WORK ITEM: Work out how many lines in the data that follows contain "cabinet". Write nothing but the number.

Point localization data

___

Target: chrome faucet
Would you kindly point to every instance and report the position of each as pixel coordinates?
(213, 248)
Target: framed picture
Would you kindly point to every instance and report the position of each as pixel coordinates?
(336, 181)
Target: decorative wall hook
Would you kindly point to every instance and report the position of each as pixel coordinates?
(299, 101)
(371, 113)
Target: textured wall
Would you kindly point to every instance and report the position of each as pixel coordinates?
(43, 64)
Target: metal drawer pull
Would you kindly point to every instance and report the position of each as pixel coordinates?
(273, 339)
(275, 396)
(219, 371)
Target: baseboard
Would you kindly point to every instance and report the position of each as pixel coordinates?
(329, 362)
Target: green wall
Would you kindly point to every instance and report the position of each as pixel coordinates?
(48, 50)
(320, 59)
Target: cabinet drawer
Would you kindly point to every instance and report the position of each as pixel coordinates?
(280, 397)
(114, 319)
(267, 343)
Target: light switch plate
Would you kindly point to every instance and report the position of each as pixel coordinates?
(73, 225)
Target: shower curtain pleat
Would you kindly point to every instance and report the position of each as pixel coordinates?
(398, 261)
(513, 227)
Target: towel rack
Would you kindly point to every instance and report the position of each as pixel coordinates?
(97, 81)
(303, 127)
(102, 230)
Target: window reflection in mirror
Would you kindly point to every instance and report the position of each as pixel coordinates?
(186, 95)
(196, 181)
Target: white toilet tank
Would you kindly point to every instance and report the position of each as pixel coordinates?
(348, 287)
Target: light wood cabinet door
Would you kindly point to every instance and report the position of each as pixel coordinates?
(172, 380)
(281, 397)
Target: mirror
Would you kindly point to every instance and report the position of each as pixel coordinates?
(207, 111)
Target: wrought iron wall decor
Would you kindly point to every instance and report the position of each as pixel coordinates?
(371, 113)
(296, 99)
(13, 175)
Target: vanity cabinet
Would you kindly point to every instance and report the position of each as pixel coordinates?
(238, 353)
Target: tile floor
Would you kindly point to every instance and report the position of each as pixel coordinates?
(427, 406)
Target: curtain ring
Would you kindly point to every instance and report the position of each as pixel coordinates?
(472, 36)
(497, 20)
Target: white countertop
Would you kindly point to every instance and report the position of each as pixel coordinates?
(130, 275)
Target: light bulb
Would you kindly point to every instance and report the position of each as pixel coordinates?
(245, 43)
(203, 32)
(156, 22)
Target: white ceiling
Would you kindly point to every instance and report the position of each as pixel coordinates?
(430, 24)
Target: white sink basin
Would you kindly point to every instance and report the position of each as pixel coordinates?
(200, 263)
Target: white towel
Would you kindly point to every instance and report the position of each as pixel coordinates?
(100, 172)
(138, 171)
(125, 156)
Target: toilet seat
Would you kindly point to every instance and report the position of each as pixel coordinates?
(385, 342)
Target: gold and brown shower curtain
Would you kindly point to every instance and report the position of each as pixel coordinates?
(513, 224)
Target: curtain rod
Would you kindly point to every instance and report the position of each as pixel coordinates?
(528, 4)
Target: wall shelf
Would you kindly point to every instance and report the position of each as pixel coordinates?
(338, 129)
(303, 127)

___

YOUR RESPONSE: 3